--- START ---
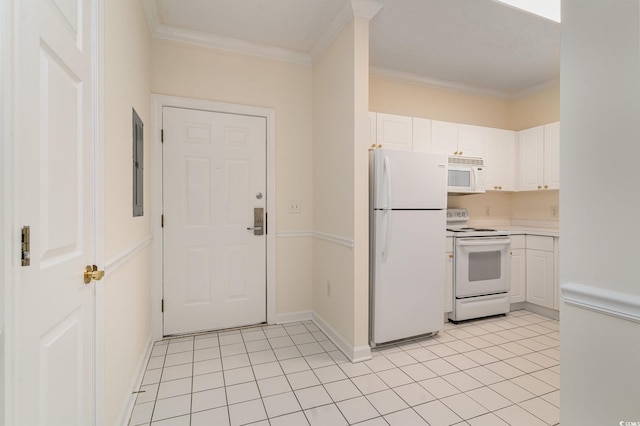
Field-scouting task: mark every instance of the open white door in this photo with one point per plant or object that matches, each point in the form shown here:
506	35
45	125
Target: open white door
54	319
214	179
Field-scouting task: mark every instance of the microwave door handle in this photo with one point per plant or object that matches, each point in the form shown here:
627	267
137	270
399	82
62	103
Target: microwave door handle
387	169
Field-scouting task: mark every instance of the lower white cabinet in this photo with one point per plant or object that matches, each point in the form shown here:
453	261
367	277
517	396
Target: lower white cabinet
541	283
518	269
448	276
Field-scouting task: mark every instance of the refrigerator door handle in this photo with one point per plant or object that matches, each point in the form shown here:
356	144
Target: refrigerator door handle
387	238
387	169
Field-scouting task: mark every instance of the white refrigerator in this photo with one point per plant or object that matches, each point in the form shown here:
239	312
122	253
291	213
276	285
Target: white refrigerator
408	198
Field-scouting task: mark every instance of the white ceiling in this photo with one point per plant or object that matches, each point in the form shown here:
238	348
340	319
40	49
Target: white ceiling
480	46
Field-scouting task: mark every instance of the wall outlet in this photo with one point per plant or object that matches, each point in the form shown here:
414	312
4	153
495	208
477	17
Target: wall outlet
295	206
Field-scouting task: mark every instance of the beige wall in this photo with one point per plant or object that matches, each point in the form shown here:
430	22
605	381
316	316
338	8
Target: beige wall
600	378
333	190
197	72
127	315
415	100
542	107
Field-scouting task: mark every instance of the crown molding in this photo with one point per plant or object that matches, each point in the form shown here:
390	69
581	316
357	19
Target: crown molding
434	82
366	9
536	89
167	32
604	301
458	87
151	14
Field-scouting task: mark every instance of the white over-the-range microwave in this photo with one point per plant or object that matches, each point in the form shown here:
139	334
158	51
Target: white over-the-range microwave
466	175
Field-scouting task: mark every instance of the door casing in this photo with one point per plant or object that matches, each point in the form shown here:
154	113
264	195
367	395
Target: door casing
157	103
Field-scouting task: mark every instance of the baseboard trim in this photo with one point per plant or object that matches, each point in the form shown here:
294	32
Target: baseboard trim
294	317
357	354
620	305
136	381
541	310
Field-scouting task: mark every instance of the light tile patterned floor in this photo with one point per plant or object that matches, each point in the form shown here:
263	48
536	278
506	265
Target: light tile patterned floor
498	371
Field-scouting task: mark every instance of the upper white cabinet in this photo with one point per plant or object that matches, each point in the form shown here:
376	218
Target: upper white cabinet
539	158
552	155
421	134
373	131
394	132
456	139
499	158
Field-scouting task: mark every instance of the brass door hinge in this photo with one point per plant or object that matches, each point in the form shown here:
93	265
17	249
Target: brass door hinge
25	248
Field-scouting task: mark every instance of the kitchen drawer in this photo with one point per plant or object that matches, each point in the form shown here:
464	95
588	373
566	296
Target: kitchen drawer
517	241
538	242
448	245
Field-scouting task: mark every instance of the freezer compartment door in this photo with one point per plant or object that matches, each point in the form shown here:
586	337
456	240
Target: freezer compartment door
407	282
409	180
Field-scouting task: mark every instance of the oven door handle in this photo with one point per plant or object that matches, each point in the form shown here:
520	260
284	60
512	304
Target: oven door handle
483	242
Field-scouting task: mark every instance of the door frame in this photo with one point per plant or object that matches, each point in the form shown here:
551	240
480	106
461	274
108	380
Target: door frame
158	102
10	213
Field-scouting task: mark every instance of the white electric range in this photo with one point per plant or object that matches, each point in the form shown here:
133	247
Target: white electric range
481	275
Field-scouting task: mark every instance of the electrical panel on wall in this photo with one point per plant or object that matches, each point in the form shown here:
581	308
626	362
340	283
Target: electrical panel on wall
138	156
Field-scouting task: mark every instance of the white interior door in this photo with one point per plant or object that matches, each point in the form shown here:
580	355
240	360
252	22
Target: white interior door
214	176
55	324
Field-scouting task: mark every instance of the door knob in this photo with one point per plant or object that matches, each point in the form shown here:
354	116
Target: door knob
92	273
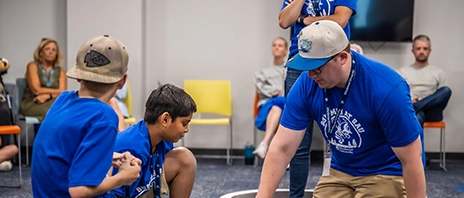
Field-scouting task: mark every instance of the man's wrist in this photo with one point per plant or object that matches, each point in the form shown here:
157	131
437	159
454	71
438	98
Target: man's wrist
301	19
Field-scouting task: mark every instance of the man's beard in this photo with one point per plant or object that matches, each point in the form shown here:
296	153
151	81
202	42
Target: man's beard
422	60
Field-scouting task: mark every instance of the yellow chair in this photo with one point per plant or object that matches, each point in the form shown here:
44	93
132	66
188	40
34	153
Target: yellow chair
212	97
128	102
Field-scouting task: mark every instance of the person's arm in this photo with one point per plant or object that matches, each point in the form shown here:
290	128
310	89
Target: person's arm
264	87
122	93
89	167
341	15
290	13
33	81
124	177
441	79
63	83
281	151
413	169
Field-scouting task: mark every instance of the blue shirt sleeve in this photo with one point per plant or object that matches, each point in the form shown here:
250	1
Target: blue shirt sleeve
352	4
93	157
296	114
397	117
284	4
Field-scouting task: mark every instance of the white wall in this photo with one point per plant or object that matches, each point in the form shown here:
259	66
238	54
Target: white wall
443	25
169	41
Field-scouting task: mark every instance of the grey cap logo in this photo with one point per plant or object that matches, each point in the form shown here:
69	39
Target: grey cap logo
96	59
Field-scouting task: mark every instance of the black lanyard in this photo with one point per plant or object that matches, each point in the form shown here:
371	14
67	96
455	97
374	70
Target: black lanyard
331	126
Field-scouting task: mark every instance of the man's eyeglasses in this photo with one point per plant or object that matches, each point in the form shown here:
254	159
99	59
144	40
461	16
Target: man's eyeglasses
318	70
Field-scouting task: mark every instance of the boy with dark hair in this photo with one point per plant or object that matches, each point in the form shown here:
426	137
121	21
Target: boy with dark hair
168	112
73	150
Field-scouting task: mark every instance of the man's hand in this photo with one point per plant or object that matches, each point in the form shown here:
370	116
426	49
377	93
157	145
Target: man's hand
119	158
289	2
41	98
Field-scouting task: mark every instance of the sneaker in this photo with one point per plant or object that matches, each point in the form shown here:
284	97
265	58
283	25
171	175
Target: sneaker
6	166
261	150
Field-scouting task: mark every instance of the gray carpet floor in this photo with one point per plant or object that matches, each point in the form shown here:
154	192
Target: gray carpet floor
215	178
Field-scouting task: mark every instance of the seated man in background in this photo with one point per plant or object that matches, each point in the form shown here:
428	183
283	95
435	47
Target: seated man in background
269	85
427	83
165	169
7	152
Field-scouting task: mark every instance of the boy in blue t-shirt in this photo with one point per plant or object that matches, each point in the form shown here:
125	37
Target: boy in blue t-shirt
73	152
365	113
165	169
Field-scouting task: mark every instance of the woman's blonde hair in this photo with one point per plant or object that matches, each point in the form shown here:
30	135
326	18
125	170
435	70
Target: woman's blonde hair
42	44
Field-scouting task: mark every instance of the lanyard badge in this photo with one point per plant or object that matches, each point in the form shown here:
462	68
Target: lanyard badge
331	126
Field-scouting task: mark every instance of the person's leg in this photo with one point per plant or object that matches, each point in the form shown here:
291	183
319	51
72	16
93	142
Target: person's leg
379	186
180	168
299	165
272	122
336	184
420	117
114	104
434	104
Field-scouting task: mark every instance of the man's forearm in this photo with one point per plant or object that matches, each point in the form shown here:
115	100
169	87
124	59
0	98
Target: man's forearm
290	14
107	185
414	179
341	16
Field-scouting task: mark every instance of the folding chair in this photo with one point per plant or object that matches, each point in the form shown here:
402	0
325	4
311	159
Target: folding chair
13	130
19	93
442	126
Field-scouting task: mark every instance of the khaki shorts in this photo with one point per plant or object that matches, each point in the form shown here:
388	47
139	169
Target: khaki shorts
339	184
164	188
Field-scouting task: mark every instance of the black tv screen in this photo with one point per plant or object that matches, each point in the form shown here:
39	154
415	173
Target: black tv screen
383	20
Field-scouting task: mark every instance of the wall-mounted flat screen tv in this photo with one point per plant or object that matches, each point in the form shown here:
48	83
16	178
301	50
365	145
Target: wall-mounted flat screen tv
383	20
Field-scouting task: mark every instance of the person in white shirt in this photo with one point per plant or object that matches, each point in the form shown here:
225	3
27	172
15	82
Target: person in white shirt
269	85
427	83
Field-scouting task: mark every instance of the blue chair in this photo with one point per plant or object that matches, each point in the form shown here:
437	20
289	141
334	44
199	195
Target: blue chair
19	93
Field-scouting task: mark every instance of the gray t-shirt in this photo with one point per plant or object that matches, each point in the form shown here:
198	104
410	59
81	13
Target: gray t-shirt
269	82
423	81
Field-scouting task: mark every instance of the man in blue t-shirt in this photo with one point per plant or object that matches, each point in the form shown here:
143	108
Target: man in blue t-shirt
165	170
73	152
298	14
365	114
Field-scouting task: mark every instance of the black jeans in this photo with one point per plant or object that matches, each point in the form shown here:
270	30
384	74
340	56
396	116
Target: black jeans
430	109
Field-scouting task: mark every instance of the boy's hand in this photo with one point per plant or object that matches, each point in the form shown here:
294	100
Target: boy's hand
41	98
118	158
129	170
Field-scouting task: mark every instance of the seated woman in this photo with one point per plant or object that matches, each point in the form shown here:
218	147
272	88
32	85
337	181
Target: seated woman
7	152
269	85
46	79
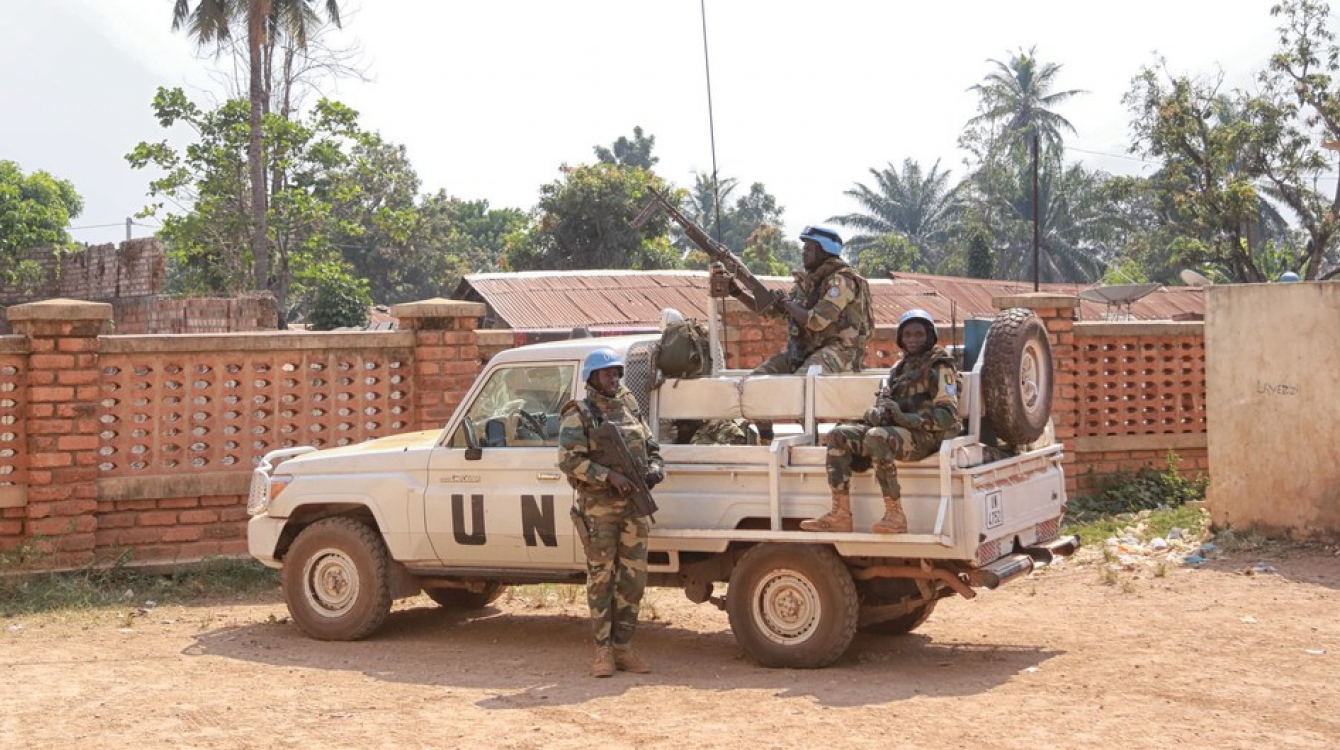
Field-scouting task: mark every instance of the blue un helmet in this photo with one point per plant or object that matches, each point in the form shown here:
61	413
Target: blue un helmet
827	239
600	359
917	315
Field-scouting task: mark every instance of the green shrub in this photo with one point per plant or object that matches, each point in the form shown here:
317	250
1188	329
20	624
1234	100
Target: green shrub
334	297
1146	489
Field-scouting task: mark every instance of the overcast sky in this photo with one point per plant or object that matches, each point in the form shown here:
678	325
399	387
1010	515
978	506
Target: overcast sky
492	97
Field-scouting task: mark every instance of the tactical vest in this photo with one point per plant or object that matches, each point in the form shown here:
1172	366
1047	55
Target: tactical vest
856	322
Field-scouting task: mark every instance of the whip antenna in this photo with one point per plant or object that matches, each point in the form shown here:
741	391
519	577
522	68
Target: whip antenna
712	127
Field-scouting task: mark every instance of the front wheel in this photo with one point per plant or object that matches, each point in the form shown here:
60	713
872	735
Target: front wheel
337	580
792	606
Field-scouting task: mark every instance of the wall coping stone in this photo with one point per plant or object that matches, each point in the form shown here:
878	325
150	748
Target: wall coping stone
495	336
1141	328
268	340
1036	300
177	485
440	307
60	310
1120	443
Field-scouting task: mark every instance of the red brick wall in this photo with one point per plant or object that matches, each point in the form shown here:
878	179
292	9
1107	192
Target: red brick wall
145	443
130	276
160	314
133	268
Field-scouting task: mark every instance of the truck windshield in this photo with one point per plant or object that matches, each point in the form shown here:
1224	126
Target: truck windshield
519	406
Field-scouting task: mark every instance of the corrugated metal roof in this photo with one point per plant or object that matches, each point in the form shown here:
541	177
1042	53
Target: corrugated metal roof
625	299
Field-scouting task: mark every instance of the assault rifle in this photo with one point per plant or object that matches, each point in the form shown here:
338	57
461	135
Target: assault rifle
736	269
614	453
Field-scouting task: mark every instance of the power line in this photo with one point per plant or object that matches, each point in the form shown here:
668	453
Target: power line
1106	154
118	224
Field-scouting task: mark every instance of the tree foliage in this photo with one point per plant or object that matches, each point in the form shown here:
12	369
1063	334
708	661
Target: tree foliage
1205	190
915	205
1017	98
212	22
625	153
338	190
751	224
334	296
584	220
35	209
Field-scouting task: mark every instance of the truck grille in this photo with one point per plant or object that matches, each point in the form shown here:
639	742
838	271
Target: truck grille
639	372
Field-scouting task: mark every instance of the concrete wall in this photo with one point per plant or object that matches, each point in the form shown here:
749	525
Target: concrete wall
1273	367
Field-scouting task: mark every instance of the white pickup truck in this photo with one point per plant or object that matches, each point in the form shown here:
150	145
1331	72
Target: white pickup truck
462	512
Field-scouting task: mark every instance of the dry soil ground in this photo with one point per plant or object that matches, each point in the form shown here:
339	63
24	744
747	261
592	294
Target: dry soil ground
1209	658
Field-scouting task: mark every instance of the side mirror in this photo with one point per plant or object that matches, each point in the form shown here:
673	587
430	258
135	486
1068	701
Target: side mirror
472	452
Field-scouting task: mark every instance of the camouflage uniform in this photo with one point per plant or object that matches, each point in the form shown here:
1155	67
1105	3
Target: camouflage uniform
840	320
922	385
617	560
724	431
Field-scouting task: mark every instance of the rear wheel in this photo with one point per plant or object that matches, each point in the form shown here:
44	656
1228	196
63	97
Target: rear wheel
465	599
337	580
792	606
1017	377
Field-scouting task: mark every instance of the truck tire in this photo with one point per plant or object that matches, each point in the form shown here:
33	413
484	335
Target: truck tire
902	624
465	600
1017	377
337	580
792	606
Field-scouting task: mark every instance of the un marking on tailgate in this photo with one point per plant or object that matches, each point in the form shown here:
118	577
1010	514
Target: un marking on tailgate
994	509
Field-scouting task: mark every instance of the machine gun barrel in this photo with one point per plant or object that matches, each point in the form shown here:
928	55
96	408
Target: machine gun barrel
617	456
763	296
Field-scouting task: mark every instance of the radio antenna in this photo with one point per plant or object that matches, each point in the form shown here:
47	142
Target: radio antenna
712	127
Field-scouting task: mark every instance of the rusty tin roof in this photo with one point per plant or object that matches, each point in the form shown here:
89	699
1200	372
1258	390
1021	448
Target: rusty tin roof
631	300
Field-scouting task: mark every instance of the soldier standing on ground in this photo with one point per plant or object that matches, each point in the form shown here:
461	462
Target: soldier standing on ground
617	555
828	312
918	413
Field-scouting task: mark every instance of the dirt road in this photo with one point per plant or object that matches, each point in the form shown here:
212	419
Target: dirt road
1242	651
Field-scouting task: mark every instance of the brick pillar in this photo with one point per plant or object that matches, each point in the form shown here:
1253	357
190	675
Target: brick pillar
749	338
1059	314
62	425
446	355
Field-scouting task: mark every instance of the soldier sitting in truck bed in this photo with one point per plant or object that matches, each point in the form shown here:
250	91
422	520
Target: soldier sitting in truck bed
918	411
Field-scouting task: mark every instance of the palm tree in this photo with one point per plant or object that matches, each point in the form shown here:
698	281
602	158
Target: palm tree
1019	97
211	23
921	208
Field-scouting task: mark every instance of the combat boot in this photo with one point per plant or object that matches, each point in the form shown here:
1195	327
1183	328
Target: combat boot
894	520
603	666
629	662
836	520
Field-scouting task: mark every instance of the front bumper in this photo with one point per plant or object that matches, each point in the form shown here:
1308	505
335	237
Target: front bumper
263	536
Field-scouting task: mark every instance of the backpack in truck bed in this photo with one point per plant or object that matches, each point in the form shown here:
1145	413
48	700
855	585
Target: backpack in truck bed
685	350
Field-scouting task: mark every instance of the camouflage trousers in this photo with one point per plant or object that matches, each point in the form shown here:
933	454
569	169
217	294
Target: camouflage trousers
855	442
830	358
617	571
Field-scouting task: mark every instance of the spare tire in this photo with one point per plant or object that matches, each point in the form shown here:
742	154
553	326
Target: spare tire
1017	377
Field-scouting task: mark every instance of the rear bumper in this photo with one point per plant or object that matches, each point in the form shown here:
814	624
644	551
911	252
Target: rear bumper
1021	563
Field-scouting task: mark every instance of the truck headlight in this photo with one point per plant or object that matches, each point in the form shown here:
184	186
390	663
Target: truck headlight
264	489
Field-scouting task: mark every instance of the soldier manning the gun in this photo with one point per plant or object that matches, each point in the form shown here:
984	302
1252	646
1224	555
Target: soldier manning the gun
914	411
828	312
613	500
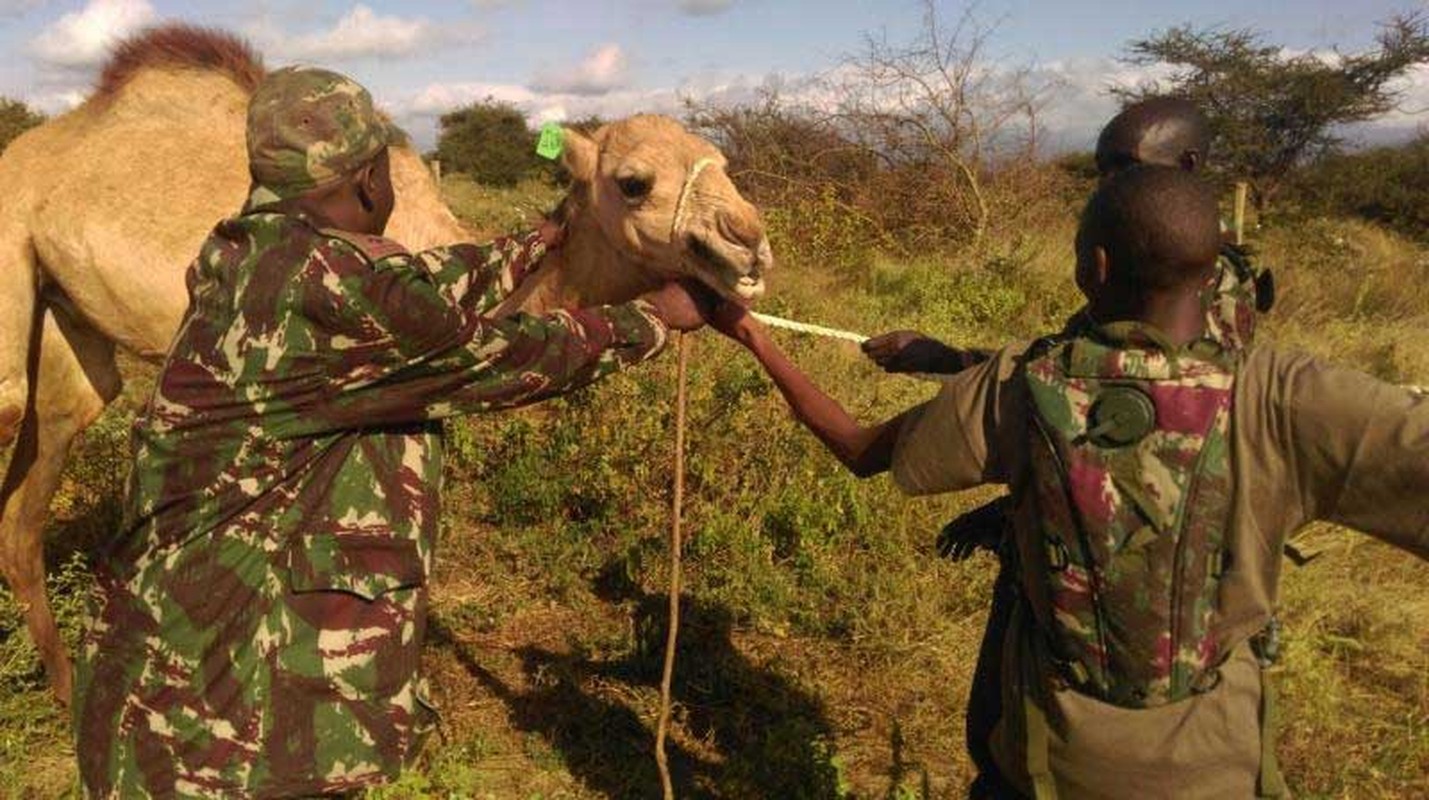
--- END ---
▶ **Problem details**: Nothing but the lines from the one containing "Target: truck headlight" through the final line of the entries above should be given again, each exactly as written; omit the pictures.

▶ **Solution to this problem**:
Target: truck headlight
264	489
Field-scouting task: mark every instance of the soldier manning the gun in this photo with one point per plant or object that matches, each point in the form shown here:
984	302
1252	646
1224	555
Target: soldier manning the gun
914	411
828	312
613	500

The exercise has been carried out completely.